- [Written request 1]: Please report, copied in full, each line of the records that contains the string "head". Case counts.

- [Page excerpt]:
** BEGIN **

A Million Metrics per Second

Published in

Swissquote Tech Blog

4 min readMay 30, 2017

Introduction

Less than two years ago, the number of deliverables at Swissquote started exploding, gifting IT Operations with the headache of monitoring an ever growing fleet of hardware, virtual machines and applications.

Traditional tooling like Nagios, PNP4Nagios and application generated email reporting started to become unwieldy. Aside from the performance bottlenecks of scaling monitoring for all applications and servers, in hindsight we just didn't have enough data.

Today we count 1000+ webapps, microservices, batches and daemons; what follows is part one on how we survived.

Never Bring a Water Gun to a Firefight

Enter the inevitable: there's an outage.

The board is red. Hundreds of incoming alerts status:critical. Java Log4J FATAL emails have DDOSed and taken out our Exchange Server. Seemingly unrelated applications are down. Databases are drowning in connections.

** END **

- [Written request 2]: Extend the blog post on monitoring at Swissquote past its final sentence.

- [Supplied data]:
** BEGIN **

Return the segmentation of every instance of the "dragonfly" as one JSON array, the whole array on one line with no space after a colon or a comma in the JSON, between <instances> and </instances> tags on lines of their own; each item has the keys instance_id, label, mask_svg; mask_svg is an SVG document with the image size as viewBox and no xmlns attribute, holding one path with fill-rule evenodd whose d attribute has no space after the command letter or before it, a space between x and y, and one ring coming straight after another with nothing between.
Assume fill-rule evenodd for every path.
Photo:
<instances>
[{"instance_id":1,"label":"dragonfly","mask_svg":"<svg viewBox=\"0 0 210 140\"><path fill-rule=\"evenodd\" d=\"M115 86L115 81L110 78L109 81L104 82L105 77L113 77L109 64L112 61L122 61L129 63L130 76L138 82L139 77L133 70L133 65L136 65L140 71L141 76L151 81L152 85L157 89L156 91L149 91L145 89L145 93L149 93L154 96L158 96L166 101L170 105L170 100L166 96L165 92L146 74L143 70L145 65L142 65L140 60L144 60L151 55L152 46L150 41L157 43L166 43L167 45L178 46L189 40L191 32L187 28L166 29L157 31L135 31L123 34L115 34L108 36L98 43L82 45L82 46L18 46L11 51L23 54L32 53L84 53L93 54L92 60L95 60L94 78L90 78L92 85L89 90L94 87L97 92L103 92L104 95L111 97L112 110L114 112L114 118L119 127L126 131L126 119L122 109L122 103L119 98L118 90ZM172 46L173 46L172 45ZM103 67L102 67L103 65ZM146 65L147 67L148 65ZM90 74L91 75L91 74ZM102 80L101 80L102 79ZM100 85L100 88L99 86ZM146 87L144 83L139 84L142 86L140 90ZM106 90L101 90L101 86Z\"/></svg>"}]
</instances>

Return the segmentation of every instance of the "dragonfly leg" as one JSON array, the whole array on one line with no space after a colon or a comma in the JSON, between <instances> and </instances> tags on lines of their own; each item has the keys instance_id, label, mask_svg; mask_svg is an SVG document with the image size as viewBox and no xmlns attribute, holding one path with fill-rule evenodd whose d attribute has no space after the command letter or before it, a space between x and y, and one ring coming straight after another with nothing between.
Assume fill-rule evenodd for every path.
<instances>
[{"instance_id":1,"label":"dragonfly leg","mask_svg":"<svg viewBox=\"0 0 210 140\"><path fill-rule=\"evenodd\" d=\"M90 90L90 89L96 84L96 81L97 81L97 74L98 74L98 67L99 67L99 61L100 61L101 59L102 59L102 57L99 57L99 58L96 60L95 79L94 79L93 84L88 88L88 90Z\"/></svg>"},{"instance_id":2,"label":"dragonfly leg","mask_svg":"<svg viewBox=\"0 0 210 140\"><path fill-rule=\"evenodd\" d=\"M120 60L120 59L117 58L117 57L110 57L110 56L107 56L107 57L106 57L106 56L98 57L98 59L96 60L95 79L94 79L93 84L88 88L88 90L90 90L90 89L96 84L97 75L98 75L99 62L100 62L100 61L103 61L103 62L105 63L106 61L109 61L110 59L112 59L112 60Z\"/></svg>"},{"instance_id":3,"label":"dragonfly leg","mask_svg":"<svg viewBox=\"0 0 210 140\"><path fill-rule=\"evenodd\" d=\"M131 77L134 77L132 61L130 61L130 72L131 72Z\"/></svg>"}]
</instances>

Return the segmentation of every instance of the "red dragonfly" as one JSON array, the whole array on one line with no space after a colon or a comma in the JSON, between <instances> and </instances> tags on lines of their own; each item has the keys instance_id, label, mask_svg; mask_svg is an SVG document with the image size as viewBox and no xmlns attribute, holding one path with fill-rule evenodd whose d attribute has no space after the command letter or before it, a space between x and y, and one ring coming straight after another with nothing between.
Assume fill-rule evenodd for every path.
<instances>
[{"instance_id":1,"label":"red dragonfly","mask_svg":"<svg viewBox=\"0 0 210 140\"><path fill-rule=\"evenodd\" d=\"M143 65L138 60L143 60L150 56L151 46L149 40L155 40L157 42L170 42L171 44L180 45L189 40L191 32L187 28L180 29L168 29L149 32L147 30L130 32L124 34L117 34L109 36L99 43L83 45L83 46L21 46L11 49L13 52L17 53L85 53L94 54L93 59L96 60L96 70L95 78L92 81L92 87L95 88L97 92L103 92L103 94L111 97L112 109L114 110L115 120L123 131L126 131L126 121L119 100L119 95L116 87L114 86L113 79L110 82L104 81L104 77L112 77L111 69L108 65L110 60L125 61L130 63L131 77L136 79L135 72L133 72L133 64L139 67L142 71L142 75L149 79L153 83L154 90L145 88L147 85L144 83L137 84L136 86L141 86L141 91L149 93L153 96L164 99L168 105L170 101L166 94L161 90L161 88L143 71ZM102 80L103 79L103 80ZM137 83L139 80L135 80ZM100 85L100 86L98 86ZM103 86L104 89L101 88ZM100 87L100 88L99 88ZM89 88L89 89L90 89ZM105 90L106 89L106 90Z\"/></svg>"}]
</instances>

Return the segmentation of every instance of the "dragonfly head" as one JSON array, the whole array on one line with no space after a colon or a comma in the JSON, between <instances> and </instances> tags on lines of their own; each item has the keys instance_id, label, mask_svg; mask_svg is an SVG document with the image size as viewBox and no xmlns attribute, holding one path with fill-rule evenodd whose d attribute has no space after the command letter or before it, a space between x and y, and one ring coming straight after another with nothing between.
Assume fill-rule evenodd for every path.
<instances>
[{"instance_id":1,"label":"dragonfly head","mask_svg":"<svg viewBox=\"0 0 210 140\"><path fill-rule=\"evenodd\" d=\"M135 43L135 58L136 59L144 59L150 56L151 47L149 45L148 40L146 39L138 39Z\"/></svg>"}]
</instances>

** END **

- [Final result 1]:
Return the segmentation of every instance of the "dragonfly head" as one JSON array, the whole array on one line with no space after a colon or a comma in the JSON, between <instances> and </instances> tags on lines of their own; each item has the keys instance_id, label, mask_svg; mask_svg is an SVG document with the image size as viewBox and no xmlns attribute, holding one path with fill-rule evenodd whose d attribute has no space after the command letter or before it, a space between x and y, and one ring coming straight after another with nothing between.
[{"instance_id":1,"label":"dragonfly head","mask_svg":"<svg viewBox=\"0 0 210 140\"><path fill-rule=\"evenodd\" d=\"M135 43L135 58L136 59L144 59L150 56L151 47L149 45L148 40L146 39L138 39Z\"/></svg>"}]

- [Final result 2]:
Those who have experienced the stress and adrenaline of multi-hour outages, where the CTO and CFO have stopped calling because they are standing behind you, know what I'm talking about. There is a special sinking feeling in your gut when you realize:

We have no idea where it’s coming from

What we did until our first major outages of this type was to monitor with the usual suspects:

Processes up checks
TCP/Network checks
Basic http checks with pattern matching
Log pattern matching (the classics: ERROR|FATAL|WARN etc)
Applications monitored with a healthy mix of default and on-demand combinations of the above

In a complex ecosystem, having a single dimension of checks just isn’t enough. How does one application impact the other? Was there a trend we missed? What is normal? We were completely unequipped to handle the situation gracefully.

Establish a Baseline

Our first step in the right direction was figuring out we needed to collect as much data as possible on running processes over time. We are a 99% Java company, as such we determined that the quickest way to collect was recovering mBean metrics via JMX protocols and dumping it into a time-series database: Graphite.

10,000 metrics/second
At first we collected the built in java metrics: memory, threading, garbage collection.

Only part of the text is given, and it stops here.